**Problem to work on**
For the word "blue", state how many lines of the records include it, with no other text.

___ Task material ___

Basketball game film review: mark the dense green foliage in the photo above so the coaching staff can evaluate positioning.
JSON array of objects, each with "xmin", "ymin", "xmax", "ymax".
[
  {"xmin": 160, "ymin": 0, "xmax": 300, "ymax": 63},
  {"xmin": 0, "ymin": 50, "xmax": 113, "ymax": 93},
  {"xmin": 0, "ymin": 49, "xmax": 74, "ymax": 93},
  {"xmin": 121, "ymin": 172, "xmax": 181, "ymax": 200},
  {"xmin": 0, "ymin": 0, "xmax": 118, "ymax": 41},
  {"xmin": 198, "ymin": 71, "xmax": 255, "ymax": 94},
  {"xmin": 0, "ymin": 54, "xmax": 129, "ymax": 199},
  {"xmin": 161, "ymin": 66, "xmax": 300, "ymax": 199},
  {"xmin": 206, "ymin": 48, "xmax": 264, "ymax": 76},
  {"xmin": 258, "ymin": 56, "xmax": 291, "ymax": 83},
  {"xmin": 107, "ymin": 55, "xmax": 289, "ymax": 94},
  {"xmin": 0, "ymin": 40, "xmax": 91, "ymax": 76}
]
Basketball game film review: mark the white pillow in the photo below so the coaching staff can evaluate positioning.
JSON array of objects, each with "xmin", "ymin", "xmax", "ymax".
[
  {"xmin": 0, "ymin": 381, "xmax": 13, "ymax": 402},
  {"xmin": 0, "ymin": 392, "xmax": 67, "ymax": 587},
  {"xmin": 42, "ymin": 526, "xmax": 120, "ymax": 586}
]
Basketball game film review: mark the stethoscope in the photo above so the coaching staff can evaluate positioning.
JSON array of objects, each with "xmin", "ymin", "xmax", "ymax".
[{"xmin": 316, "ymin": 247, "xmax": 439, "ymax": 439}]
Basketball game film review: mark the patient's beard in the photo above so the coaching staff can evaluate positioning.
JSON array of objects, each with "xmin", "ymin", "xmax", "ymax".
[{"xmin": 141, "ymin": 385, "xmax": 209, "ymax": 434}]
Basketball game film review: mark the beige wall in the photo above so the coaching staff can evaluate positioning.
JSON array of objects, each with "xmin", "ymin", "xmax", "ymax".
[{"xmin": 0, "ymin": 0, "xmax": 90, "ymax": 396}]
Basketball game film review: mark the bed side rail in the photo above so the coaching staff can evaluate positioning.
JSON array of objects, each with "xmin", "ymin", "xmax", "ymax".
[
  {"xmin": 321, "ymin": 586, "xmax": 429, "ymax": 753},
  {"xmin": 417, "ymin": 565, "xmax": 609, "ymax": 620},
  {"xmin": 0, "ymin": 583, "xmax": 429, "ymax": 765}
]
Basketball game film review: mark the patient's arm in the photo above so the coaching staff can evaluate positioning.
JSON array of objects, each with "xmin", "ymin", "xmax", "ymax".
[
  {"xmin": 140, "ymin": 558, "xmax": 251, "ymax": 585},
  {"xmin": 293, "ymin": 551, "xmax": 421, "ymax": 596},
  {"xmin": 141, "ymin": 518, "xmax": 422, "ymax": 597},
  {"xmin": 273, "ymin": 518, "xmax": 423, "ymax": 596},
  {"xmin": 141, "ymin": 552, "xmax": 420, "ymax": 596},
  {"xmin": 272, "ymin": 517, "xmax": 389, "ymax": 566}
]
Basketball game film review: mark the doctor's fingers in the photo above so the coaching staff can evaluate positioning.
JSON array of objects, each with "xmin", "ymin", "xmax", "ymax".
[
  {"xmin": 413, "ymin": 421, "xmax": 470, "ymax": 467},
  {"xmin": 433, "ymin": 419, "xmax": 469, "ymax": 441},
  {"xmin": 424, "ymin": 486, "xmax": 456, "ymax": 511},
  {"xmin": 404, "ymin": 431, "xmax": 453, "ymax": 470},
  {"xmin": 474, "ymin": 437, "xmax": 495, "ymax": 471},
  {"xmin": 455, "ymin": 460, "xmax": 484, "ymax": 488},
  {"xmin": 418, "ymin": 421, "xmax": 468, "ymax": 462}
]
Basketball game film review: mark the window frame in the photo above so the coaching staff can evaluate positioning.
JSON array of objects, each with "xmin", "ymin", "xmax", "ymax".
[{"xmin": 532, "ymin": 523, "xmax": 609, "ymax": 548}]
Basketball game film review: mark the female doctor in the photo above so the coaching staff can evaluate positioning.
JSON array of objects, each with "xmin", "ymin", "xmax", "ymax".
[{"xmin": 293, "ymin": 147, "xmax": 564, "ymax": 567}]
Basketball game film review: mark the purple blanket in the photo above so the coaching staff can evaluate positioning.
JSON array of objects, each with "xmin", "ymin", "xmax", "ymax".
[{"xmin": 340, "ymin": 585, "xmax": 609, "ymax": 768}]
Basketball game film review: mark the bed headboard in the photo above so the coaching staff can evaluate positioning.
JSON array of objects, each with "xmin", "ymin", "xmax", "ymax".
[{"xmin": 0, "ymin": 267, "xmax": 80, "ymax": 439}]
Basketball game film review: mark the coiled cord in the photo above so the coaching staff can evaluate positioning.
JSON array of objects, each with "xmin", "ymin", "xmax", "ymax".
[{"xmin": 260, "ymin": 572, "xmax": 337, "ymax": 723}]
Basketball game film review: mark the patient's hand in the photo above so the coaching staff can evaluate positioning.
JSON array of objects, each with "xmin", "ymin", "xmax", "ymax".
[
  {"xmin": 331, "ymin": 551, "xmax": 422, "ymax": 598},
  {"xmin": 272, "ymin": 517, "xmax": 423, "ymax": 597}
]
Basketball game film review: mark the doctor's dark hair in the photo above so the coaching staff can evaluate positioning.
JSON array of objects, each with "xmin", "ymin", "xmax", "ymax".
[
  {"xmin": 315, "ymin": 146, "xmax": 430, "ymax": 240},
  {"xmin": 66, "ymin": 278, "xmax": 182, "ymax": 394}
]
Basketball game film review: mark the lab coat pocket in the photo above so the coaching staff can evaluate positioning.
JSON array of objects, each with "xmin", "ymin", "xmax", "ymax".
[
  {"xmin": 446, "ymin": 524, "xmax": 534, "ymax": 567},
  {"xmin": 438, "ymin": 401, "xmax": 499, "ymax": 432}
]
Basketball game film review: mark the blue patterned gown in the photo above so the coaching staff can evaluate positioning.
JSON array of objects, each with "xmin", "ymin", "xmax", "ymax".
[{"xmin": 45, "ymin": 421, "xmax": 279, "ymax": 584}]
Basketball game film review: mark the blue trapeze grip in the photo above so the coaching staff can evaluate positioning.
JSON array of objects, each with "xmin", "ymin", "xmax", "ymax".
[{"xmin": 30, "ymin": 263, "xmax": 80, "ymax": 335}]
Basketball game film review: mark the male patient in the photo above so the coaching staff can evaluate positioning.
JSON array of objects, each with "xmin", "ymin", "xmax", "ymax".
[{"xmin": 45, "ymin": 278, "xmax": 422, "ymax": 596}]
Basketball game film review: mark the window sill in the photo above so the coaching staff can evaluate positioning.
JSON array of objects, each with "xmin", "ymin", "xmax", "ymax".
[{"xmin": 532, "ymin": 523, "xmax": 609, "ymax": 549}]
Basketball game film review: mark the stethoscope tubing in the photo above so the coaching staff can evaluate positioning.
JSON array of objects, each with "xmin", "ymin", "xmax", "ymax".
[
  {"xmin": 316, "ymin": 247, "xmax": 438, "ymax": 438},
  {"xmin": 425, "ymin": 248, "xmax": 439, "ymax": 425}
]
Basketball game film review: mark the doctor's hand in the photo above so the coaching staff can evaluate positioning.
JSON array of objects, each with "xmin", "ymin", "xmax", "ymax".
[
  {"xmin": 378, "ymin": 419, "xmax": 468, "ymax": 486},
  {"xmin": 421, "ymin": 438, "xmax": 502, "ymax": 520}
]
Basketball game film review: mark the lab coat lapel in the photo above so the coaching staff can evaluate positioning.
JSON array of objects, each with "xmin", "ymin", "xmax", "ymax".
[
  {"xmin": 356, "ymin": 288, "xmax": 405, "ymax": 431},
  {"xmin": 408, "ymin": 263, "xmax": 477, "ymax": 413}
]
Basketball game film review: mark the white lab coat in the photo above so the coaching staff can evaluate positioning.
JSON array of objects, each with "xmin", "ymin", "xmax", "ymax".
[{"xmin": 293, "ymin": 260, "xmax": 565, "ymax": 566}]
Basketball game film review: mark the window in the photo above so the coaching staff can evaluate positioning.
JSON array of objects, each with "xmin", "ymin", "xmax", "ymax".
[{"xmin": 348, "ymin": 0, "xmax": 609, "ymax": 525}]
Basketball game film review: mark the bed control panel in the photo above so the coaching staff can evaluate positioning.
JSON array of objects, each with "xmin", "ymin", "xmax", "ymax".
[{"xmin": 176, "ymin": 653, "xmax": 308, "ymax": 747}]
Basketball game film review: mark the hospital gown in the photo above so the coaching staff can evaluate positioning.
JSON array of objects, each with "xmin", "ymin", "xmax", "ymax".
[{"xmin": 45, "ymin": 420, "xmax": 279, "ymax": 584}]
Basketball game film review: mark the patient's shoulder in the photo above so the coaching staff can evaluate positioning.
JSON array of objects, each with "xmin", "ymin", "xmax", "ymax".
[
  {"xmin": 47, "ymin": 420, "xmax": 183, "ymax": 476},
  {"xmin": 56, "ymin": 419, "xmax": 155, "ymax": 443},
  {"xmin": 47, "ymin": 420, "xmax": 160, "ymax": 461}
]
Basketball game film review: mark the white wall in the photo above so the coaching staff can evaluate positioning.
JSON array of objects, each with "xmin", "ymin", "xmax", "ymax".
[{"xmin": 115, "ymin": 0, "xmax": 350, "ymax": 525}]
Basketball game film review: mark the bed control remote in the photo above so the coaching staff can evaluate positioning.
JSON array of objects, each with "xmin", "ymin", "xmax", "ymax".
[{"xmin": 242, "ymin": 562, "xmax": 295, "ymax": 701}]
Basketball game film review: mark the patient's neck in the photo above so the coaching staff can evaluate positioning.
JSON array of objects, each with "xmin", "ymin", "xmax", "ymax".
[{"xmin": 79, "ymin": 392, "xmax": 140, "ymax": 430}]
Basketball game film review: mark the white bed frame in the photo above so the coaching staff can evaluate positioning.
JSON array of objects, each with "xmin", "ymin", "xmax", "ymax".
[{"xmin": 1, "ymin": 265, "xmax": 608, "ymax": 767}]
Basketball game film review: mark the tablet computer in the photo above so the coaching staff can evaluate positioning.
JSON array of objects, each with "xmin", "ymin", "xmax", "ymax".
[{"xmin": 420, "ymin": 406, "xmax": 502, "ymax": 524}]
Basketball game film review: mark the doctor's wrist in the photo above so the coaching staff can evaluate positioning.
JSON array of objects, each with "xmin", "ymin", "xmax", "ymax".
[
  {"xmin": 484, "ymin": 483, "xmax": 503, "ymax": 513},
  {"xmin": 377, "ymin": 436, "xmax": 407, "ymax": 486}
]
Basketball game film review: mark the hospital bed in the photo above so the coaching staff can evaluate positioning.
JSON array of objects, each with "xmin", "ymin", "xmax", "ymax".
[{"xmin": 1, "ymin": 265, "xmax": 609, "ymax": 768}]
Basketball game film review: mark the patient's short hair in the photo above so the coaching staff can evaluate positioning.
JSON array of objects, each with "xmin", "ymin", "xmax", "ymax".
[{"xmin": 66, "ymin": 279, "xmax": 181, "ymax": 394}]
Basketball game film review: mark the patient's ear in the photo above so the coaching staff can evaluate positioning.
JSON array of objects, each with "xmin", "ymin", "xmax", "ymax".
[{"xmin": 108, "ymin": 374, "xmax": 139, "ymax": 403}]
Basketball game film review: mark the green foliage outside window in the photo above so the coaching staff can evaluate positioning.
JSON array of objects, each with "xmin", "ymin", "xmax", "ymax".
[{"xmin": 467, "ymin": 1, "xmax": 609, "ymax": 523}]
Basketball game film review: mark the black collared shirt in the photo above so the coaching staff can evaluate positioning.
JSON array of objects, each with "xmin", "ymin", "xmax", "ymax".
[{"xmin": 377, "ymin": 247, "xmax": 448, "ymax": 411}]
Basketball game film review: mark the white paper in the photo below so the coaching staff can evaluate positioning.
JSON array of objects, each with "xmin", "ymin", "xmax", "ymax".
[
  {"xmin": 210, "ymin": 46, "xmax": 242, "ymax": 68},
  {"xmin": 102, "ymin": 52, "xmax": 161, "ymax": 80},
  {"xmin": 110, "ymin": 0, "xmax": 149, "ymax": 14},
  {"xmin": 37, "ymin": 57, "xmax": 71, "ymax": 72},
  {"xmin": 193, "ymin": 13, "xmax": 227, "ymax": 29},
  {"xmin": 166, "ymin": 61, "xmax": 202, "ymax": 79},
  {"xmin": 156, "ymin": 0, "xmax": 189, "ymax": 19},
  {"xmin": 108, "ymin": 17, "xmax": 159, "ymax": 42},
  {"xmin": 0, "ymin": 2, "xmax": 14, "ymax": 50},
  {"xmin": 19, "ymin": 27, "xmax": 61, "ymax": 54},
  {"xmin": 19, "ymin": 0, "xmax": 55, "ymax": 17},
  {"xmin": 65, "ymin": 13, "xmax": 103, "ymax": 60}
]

___

**Result of the task**
2